(Recorded data)
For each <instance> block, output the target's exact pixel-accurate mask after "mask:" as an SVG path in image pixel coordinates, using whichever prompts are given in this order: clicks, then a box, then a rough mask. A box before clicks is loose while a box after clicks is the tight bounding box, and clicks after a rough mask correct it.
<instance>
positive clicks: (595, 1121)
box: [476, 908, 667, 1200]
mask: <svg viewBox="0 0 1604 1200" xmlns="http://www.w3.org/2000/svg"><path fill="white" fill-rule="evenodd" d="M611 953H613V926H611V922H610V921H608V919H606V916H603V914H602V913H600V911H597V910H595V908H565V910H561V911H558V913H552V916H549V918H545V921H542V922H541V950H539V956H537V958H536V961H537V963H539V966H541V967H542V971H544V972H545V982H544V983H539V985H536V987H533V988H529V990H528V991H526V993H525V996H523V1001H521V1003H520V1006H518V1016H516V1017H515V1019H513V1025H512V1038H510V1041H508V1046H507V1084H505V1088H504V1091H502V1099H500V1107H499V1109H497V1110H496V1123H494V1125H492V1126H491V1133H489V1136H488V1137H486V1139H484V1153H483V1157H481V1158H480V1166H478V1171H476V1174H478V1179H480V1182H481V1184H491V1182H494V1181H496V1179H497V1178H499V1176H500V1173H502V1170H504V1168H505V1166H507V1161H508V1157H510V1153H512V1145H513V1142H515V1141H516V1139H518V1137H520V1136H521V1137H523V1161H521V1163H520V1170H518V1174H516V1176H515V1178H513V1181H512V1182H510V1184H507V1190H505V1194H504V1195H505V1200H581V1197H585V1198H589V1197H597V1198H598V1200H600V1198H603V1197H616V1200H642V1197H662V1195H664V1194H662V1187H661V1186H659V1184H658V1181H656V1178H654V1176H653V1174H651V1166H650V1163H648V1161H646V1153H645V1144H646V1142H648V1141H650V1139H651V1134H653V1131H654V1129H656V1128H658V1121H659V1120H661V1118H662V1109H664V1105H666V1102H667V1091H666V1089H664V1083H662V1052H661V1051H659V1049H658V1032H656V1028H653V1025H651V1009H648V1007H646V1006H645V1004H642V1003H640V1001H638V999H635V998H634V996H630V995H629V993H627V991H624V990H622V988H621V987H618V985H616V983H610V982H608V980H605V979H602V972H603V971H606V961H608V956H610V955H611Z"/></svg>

...

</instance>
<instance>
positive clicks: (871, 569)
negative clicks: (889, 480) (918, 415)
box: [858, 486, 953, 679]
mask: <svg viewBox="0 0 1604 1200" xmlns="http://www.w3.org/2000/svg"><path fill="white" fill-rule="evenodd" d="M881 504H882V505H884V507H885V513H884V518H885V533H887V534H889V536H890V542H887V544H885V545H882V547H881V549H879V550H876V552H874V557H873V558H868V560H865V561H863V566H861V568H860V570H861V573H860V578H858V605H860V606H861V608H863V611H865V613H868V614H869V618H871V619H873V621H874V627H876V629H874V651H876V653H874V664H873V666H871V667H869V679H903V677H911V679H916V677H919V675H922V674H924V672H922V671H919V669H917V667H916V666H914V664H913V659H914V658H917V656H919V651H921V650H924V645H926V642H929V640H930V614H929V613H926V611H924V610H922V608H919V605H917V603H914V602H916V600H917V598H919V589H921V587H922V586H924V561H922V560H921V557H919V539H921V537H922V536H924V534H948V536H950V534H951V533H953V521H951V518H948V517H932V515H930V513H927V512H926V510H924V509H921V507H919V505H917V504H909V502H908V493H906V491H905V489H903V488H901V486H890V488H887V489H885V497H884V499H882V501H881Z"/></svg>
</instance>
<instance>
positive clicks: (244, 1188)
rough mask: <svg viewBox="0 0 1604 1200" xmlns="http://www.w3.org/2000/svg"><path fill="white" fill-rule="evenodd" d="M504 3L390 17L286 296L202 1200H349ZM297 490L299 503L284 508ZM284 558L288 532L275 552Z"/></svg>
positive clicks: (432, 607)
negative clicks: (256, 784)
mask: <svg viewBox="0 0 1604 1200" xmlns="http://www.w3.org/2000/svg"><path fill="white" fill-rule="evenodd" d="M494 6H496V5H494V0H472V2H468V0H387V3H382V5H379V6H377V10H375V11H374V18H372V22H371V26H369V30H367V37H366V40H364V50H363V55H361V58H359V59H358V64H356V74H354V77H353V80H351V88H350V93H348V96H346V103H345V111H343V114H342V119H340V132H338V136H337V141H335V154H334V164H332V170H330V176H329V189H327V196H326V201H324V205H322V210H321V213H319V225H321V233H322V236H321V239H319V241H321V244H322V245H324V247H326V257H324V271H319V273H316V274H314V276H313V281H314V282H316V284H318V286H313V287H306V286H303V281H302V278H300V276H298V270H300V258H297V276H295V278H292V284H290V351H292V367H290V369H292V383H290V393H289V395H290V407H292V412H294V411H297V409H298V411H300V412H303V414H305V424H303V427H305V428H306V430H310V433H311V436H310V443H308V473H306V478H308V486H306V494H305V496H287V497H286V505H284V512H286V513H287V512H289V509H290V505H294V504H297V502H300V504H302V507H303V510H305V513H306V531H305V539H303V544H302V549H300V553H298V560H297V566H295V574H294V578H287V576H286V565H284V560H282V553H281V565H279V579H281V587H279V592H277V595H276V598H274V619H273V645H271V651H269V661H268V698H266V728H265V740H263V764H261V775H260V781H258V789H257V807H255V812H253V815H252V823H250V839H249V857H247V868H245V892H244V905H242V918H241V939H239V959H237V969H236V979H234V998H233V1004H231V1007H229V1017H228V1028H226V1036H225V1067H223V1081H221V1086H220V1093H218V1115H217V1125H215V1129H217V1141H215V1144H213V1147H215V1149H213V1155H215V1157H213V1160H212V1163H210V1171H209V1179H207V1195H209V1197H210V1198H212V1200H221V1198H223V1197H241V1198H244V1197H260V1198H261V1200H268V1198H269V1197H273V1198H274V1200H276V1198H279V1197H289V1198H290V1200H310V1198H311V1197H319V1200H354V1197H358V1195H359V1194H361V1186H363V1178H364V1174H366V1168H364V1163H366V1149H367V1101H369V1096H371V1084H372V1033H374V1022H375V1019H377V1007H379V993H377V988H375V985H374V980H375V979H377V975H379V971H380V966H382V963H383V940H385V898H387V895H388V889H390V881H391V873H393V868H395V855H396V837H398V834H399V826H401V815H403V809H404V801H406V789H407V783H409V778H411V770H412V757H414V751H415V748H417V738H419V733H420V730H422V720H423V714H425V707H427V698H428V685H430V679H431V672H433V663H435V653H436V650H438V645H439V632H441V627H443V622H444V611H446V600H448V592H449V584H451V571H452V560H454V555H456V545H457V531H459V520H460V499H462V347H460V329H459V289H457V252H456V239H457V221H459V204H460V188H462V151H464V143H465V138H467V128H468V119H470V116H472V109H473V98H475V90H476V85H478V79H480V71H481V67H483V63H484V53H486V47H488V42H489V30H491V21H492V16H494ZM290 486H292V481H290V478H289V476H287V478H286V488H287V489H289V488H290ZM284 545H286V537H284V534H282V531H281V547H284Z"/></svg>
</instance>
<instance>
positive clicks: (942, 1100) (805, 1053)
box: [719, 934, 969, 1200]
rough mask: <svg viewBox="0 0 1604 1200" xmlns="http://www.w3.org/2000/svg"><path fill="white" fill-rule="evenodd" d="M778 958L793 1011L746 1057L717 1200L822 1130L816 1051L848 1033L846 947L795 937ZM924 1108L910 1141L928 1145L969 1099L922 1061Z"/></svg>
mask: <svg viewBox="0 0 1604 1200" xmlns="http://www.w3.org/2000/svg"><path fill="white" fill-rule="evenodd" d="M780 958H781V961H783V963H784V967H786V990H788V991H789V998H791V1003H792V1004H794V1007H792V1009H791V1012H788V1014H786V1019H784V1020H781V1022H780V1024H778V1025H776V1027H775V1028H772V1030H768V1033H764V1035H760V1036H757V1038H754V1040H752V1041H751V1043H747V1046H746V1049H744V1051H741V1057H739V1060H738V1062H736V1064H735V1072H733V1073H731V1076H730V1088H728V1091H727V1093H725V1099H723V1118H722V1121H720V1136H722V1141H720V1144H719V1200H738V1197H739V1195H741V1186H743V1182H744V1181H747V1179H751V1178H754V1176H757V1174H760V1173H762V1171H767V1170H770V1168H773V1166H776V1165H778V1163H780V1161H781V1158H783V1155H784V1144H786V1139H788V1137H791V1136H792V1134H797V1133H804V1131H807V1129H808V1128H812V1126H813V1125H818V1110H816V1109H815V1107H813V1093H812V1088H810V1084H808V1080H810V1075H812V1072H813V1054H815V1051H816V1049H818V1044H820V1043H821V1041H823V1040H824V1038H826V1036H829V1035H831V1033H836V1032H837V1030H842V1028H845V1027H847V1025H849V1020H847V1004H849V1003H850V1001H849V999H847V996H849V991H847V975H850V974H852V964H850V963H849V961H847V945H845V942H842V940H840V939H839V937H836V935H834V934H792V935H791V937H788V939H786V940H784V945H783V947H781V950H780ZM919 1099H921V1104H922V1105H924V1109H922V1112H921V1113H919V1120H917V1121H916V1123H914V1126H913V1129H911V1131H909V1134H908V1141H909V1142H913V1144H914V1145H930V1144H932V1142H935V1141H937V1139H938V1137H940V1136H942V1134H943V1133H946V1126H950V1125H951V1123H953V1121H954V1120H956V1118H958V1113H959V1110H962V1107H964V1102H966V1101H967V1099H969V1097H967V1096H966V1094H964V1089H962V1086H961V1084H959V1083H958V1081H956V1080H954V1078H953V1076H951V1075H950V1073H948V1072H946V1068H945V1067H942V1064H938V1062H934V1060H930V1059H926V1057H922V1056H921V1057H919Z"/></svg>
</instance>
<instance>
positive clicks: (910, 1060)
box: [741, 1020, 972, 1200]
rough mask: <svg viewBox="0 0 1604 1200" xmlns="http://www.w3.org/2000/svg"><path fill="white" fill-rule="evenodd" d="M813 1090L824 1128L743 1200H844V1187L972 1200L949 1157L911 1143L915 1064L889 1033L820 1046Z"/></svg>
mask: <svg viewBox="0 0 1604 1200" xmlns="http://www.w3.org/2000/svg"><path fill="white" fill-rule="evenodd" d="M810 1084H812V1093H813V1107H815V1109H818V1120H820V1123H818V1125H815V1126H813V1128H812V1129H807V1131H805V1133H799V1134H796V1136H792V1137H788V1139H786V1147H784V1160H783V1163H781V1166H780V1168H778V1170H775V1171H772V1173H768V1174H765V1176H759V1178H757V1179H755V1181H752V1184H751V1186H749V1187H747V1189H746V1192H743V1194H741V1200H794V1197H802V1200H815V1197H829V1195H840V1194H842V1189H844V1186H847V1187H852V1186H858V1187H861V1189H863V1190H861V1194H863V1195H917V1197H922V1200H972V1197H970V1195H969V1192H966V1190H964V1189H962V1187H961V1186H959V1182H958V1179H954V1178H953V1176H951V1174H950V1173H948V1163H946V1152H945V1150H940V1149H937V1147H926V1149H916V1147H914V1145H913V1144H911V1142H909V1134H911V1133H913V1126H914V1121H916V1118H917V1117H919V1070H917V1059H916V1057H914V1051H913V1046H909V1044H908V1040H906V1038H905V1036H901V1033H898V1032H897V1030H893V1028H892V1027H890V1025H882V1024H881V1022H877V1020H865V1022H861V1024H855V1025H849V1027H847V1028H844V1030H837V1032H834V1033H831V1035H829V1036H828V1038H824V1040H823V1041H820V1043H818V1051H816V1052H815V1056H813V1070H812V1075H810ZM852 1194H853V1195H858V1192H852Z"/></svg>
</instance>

**PROBLEM:** Pick out each line in the records that contains the word "positive".

**THE COMPLETED TASK:**
positive clicks: (595, 1121)
positive clicks: (871, 569)
positive clicks: (244, 1188)
positive clicks: (432, 607)
positive clicks: (942, 1100) (805, 1053)
positive clicks: (910, 1060)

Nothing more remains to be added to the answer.